→ GIVEN RECORDS
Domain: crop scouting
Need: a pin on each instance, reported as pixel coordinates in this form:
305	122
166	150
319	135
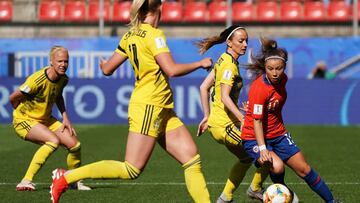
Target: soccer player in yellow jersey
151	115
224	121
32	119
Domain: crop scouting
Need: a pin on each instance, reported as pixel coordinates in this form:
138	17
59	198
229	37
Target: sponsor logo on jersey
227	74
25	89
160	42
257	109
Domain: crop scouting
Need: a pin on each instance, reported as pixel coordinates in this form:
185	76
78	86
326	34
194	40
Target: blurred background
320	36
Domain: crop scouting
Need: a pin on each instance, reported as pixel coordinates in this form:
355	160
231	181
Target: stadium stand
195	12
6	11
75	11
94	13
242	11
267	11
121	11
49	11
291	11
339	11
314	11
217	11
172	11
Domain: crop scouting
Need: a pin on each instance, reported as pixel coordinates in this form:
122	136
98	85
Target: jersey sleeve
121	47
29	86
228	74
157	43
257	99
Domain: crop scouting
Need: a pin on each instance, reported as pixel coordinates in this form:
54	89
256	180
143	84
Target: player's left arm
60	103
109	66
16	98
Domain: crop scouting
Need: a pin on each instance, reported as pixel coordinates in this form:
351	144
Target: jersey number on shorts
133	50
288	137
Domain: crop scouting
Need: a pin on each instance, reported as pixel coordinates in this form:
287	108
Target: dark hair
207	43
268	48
* * *
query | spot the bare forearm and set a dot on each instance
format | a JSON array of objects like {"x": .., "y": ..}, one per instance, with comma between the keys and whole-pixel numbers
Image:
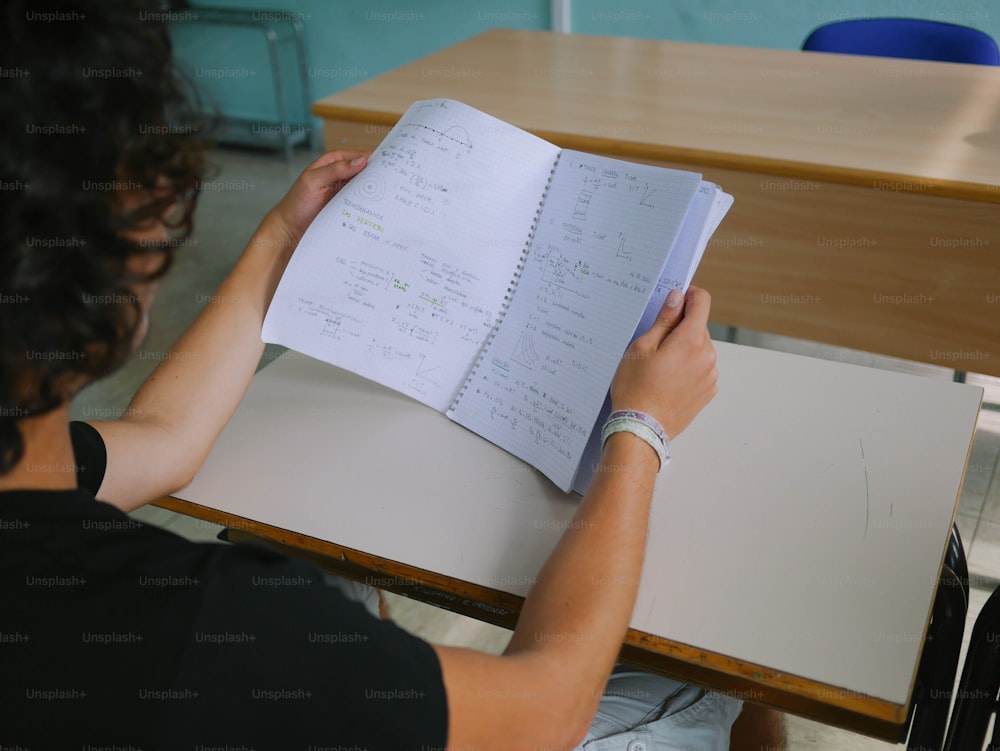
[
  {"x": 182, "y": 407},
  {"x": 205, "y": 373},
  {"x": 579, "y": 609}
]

→ OBJECTIVE
How many lines in the data above contain the string "player"? Reply with the number only.

→ OUTPUT FOR THIS TASK
2